A block of data

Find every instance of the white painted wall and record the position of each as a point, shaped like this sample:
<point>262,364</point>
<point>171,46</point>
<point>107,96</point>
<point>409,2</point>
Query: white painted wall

▶ What is being asked
Render every line of the records above as a numbered list, omitting any blank lines.

▶ Written reply
1. Find every instance of the white painted wall and record the position of each as a point, shaped like this sample:
2. <point>262,364</point>
3. <point>171,46</point>
4. <point>107,96</point>
5. <point>409,2</point>
6. Query: white painted wall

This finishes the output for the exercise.